> MATERIAL SHOWN:
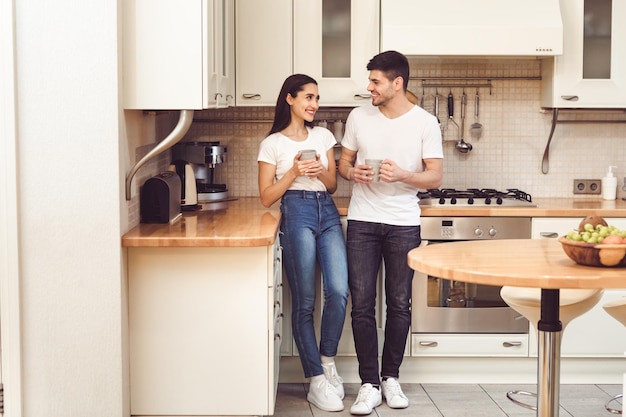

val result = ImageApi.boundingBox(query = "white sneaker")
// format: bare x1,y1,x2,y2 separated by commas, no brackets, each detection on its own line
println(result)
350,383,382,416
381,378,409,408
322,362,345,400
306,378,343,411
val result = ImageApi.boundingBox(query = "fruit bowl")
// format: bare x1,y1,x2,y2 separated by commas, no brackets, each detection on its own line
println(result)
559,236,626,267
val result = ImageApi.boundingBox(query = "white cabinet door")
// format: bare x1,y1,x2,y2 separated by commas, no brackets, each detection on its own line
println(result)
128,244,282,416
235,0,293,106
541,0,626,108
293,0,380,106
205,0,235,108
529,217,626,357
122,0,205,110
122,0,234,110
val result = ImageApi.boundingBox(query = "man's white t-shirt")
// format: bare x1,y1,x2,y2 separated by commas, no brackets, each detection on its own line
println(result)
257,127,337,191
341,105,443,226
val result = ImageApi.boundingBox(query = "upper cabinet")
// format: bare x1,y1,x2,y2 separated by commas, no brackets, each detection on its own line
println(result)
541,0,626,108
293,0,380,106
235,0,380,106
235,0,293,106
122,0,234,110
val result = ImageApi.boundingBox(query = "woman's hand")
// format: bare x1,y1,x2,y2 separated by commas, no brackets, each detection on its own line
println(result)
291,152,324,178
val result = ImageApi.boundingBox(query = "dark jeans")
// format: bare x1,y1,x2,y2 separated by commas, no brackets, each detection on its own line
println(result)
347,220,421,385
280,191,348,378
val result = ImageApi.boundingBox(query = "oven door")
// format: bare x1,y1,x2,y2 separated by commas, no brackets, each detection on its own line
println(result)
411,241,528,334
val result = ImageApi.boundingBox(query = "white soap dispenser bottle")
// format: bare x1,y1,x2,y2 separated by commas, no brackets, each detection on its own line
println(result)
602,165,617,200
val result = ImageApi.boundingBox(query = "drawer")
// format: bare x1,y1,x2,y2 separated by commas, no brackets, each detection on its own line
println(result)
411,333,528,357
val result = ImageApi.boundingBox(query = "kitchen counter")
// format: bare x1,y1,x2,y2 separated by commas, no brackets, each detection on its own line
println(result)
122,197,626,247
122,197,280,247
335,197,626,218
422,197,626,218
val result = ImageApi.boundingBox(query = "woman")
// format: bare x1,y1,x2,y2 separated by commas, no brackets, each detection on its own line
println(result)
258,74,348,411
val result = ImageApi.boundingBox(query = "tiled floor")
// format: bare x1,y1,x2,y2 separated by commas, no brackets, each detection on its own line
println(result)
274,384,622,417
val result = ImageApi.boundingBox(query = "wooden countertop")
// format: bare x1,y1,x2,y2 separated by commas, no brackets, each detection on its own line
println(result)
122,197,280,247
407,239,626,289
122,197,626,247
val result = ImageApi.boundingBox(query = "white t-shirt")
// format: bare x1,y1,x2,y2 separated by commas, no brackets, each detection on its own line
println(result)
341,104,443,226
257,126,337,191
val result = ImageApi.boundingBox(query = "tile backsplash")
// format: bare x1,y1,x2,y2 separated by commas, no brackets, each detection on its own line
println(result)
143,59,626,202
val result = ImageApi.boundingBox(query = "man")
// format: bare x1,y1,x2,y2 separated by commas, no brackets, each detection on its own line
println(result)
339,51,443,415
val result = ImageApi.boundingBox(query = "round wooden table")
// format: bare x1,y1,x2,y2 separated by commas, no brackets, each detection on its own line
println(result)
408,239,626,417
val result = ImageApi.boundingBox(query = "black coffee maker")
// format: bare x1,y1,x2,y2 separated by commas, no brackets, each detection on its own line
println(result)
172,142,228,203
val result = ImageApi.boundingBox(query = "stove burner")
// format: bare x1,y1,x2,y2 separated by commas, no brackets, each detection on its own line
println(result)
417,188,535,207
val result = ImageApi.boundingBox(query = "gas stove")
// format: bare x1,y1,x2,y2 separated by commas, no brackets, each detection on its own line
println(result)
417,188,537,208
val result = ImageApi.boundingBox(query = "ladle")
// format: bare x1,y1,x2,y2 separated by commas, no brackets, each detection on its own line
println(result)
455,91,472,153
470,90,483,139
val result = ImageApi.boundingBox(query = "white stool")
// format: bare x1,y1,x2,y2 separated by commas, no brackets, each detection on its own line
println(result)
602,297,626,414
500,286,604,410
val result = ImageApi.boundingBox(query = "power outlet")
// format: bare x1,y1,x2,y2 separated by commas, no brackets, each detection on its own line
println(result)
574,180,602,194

...

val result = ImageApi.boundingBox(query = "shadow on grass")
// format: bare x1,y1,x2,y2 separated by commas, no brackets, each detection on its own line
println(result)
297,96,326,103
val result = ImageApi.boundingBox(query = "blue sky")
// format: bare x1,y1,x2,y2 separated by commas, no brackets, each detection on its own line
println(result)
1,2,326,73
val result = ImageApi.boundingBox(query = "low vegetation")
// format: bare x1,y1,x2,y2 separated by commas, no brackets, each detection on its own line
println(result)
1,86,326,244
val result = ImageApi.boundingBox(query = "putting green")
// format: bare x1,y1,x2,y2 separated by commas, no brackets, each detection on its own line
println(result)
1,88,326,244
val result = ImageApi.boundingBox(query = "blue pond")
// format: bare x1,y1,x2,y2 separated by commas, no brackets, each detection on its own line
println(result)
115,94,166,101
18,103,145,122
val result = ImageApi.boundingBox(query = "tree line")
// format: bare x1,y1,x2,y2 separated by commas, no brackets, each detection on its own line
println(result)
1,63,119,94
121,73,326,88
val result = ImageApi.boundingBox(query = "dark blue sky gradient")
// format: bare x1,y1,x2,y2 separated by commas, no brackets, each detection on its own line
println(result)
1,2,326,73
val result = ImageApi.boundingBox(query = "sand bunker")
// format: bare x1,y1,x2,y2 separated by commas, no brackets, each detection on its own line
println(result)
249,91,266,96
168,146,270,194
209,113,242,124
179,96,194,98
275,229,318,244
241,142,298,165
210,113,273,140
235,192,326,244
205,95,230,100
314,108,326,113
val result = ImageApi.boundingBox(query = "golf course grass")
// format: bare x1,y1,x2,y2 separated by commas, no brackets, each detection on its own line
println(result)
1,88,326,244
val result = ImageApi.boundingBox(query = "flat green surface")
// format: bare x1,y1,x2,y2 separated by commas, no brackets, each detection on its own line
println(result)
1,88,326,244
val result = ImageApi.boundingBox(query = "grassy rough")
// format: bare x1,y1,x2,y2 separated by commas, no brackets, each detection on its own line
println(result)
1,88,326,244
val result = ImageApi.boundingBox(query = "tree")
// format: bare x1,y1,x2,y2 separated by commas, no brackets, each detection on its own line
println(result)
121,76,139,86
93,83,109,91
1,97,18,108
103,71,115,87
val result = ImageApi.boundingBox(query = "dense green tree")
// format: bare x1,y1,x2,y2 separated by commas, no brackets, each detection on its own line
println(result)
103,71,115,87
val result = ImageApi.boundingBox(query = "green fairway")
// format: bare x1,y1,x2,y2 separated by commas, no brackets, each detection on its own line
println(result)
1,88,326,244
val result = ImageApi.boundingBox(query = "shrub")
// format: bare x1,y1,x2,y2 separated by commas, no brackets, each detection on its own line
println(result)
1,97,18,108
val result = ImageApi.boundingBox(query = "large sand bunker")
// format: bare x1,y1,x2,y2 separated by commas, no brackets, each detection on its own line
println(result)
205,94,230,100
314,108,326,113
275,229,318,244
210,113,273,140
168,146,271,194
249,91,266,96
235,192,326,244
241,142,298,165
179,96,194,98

* * *

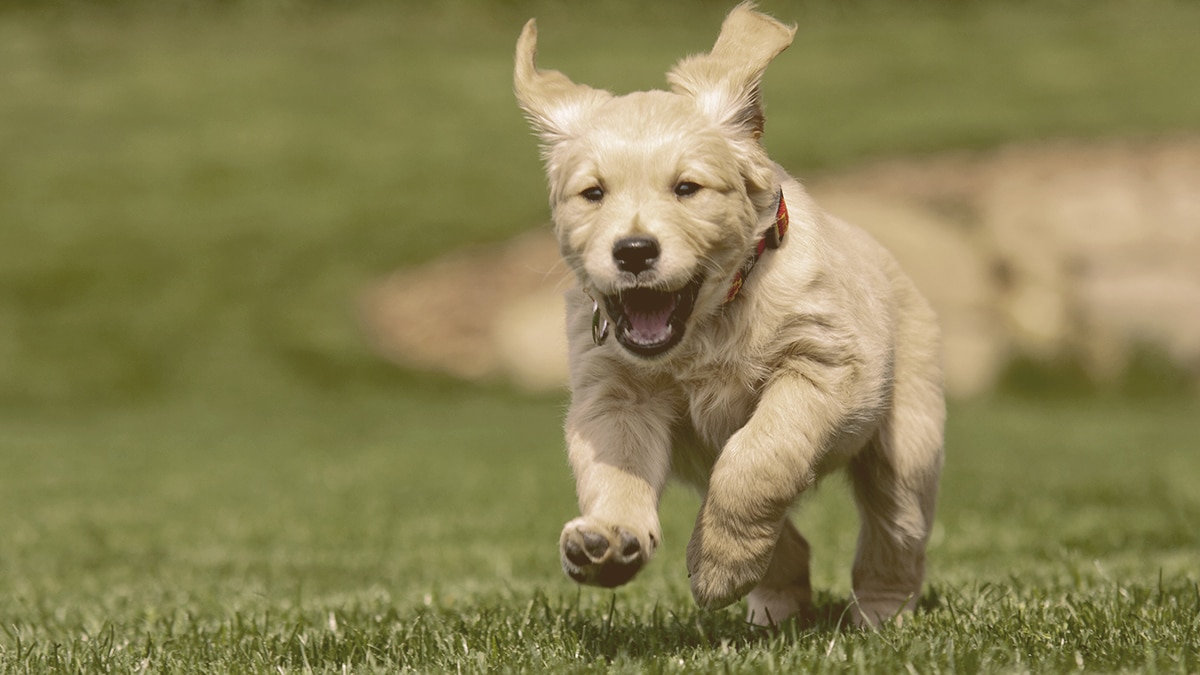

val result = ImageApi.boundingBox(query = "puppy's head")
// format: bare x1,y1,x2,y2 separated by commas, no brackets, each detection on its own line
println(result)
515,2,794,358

> PROBLEM STATEMENT:
Gather every line of the material above that contains the string "blue", and reproduce each such line in full.

> RESPONSE:
val result = ImageApi.boundingBox(query = "blue sky")
val result = ImageApi.boundingBox(query = "blue pond")
val result = ImageApi.boundingBox(query = "dark blue sky gradient")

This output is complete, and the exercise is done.